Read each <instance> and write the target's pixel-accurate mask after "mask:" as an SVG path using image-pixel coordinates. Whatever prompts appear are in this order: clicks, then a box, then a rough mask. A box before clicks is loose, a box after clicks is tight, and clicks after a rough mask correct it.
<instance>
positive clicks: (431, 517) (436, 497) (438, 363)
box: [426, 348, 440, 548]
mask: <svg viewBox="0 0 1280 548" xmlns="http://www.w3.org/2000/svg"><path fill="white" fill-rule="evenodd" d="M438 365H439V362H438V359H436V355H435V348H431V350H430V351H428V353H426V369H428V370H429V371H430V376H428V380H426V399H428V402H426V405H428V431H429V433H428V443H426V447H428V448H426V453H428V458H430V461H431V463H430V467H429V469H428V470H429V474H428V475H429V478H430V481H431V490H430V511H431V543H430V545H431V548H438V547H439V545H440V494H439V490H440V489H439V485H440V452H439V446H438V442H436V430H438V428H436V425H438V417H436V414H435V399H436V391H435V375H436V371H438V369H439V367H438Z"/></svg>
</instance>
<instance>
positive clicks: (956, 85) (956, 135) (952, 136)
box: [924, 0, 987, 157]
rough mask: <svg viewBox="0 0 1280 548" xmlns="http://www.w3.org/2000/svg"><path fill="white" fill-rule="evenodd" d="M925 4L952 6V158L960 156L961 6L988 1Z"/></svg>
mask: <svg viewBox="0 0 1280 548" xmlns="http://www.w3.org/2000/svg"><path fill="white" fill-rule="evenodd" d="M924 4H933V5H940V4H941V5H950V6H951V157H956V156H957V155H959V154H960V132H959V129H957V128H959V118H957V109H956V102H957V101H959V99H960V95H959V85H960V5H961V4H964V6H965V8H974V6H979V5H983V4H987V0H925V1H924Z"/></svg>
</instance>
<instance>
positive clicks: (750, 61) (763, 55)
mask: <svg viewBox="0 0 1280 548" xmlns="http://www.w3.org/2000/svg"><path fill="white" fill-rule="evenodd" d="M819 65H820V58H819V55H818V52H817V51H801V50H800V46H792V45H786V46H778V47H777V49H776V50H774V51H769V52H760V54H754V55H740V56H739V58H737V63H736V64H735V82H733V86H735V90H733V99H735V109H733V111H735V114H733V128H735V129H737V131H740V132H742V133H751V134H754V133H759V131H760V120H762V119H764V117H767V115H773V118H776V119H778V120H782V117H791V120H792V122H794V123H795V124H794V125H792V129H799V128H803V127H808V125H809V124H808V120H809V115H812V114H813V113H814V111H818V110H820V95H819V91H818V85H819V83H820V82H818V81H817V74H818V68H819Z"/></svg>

-------

**The task:**
Everything from the line containing "box: [924, 0, 987, 157]" to the end of the listing above must be returned exactly. Both end lines belong in it.

**Answer section:**
box: [924, 0, 987, 157]
rough mask: <svg viewBox="0 0 1280 548" xmlns="http://www.w3.org/2000/svg"><path fill="white" fill-rule="evenodd" d="M925 4L952 6V158L960 156L961 6L988 1Z"/></svg>
mask: <svg viewBox="0 0 1280 548" xmlns="http://www.w3.org/2000/svg"><path fill="white" fill-rule="evenodd" d="M924 4H933V5H940V4H941V5H950V6H951V157H956V156H957V155H959V154H960V132H959V129H957V128H959V118H957V109H956V102H957V101H959V99H960V95H959V85H960V5H961V4H964V6H965V8H974V6H979V5H983V4H987V0H925V1H924Z"/></svg>
</instance>
<instance>
positive clicks: (750, 61) (763, 55)
mask: <svg viewBox="0 0 1280 548" xmlns="http://www.w3.org/2000/svg"><path fill="white" fill-rule="evenodd" d="M819 65H820V58H819V55H818V52H817V51H801V50H800V46H792V45H786V46H778V47H777V49H776V50H774V51H769V52H760V54H754V55H740V56H739V58H737V63H736V64H735V82H733V86H735V90H733V99H735V109H733V111H735V114H733V128H735V129H737V131H740V132H742V133H751V134H754V133H759V131H760V120H762V119H764V117H767V115H773V118H776V119H778V120H782V117H791V120H792V122H794V123H795V124H794V125H792V129H799V128H803V127H808V125H809V124H808V120H809V115H812V114H813V113H814V111H818V110H820V95H819V91H818V85H819V83H820V82H818V81H817V74H818V68H819Z"/></svg>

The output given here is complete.